_Given records_
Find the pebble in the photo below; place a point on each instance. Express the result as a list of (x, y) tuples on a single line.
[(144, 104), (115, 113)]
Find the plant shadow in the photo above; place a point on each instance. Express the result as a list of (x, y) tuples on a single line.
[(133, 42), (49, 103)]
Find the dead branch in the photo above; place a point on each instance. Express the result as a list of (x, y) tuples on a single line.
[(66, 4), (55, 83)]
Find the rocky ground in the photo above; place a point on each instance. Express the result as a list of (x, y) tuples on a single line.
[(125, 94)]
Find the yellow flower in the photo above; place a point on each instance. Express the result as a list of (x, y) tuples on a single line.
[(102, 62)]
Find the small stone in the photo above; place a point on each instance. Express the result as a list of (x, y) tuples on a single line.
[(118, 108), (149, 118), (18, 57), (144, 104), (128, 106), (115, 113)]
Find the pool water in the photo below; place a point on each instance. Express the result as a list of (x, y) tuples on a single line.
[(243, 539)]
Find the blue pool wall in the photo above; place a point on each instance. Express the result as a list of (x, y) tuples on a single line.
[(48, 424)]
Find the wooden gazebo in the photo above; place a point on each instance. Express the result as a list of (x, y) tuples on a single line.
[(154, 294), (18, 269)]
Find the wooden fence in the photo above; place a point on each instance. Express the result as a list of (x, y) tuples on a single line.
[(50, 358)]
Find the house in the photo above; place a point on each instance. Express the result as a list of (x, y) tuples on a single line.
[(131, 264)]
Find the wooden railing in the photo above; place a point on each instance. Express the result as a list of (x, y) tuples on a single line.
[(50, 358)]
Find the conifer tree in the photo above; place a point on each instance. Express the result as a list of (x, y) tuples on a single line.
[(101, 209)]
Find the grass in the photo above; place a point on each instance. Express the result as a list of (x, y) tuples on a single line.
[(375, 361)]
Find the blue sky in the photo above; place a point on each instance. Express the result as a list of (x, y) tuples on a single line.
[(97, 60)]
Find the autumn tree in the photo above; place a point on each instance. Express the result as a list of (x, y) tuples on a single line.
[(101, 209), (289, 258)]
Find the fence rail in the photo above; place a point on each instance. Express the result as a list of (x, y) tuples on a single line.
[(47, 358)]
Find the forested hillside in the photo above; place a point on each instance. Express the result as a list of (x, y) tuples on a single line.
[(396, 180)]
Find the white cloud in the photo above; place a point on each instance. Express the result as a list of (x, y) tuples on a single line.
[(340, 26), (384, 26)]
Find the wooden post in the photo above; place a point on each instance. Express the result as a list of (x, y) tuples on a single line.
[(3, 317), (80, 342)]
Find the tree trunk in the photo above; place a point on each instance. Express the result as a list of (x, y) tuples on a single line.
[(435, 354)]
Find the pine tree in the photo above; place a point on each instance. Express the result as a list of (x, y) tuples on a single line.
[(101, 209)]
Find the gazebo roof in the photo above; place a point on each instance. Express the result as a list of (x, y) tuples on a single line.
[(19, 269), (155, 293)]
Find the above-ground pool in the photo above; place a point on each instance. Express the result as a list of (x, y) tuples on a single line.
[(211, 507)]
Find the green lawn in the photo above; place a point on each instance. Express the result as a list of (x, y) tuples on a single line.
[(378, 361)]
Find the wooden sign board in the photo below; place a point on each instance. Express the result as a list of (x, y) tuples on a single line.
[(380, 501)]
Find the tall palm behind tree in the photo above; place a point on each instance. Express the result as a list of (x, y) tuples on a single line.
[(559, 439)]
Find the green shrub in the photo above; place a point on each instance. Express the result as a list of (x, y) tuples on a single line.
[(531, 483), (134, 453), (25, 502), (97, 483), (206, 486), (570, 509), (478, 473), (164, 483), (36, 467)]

_Exercise objective_
Reproduce the entire listing word for word.

_Your solution_
Find the pebble in the photo below; place a point on each instance. Express the result as a list of (x, y) tuples on a single line.
[(144, 104), (115, 113)]
Find the plant shadow in the photo above; place a point on each instance. Express the result as a list of (x, y) tuples on a single line.
[(133, 42), (49, 103)]
Find the dead branch in the photo above; place a point on each instance. Express the result as a list of (x, y) tuples on a single line.
[(66, 4), (55, 83)]
Find the rocky ground in the photo above; place a point on each instance. Express the result as a list of (x, y) tuples on a single line.
[(125, 94)]
Find the yellow flower in the photo above; place a point on each instance. Express the result as a list of (x, y) tuples on a single line.
[(102, 62)]
Find the small stone in the photo above; place a point on each instance. Express the result as a list of (x, y) tuples on a single line.
[(118, 108), (149, 118), (18, 57), (144, 104), (128, 106), (115, 113)]
Find the pool water in the photo below; place a point on each instance. Express the result as a list of (x, y) tuples on a single line.
[(243, 539)]
Find the blue pool wall in the photo above; place a point on each instance. Express the result as a list of (x, y) tuples on a single line.
[(48, 424)]
Find the wooden gazebo in the photo above; place a point on each instance. Express the result as a list of (x, y) tuples on a single line.
[(154, 294), (18, 269)]
Find the wooden fence in the photo above; place a point on each instance. Express the result as a list of (x, y) tuples on a single line.
[(50, 358)]
Find the house in the photo above; place a point on each instance. Express the result as a list of (x, y) tuples on a single line.
[(131, 264)]
Find the wooden railing in the photo above; place a point on each instance. Express the result as a list of (x, y) tuples on a single line.
[(50, 358)]
Find the conifer tree in the photo above; place a point on each instance. Express the result as a list of (x, y) tuples on a single line.
[(101, 209)]
Find the grass in the photo above; place a point on each instance. Express the result as a list of (x, y) tuples on a single line.
[(375, 361)]
Find the blue sky in the photo above; place a point on each instance. Express the result as a list of (x, y) tuples on a single line.
[(97, 60)]
Find the autumn tree in the photo above; place a point on each instance. Express the result as a list of (x, y) tuples on a single line.
[(101, 209), (289, 258)]
Find the fence rail in the photo above; place a point on each instance. Express the result as a list of (x, y) tuples on a single line.
[(47, 358)]
Find the forested hillside in the photo above; place a point on each instance. Express the result as a list of (x, y) tuples on a single line.
[(396, 180)]
Find the white cloud in the photo above; place a point on each instance. Express the result as a list of (x, y) tuples on a single line.
[(340, 26), (384, 26)]
Find the wooden post in the photo above; place a point on each instance. Express the result as a list of (x, y) tuples on a single line.
[(3, 317), (80, 342)]
Find the tree trunk in the photo above; place a point on each instance. Express the result as a list of (x, y) tuples on a single line.
[(435, 354)]
Find the pine tree in the photo above; place a point on each instance. Express the result as a list of (x, y) tuples on a single line.
[(101, 209)]
Find the gazebo roof in the photo above; place a point on each instance. Express the result as a list of (x, y) tuples on a single line.
[(19, 269), (155, 293)]
Find the above-ground pool in the photo above; place a point on each instance. Express the result as a list of (x, y) tuples on a single line.
[(211, 507)]
Find the green lawn in the photo above; place a point on each instance. Express the result as a list of (x, y) tuples on a single line.
[(378, 361)]
Find the wooden sign board in the photo below; place a point on each instance. Express the result as a list of (x, y) tuples on a single line.
[(380, 501)]
Find the tall palm behind tree in the photo above; place a point on each instance. Express the result as a list of (x, y) tuples on a single line.
[(559, 439)]
Find the green shrub in the photo above; place a point on each instance. Express the result as a list of (x, y) tuples on a single line.
[(531, 483), (134, 453), (25, 502), (97, 483), (206, 486), (570, 509), (478, 473), (164, 483), (36, 467)]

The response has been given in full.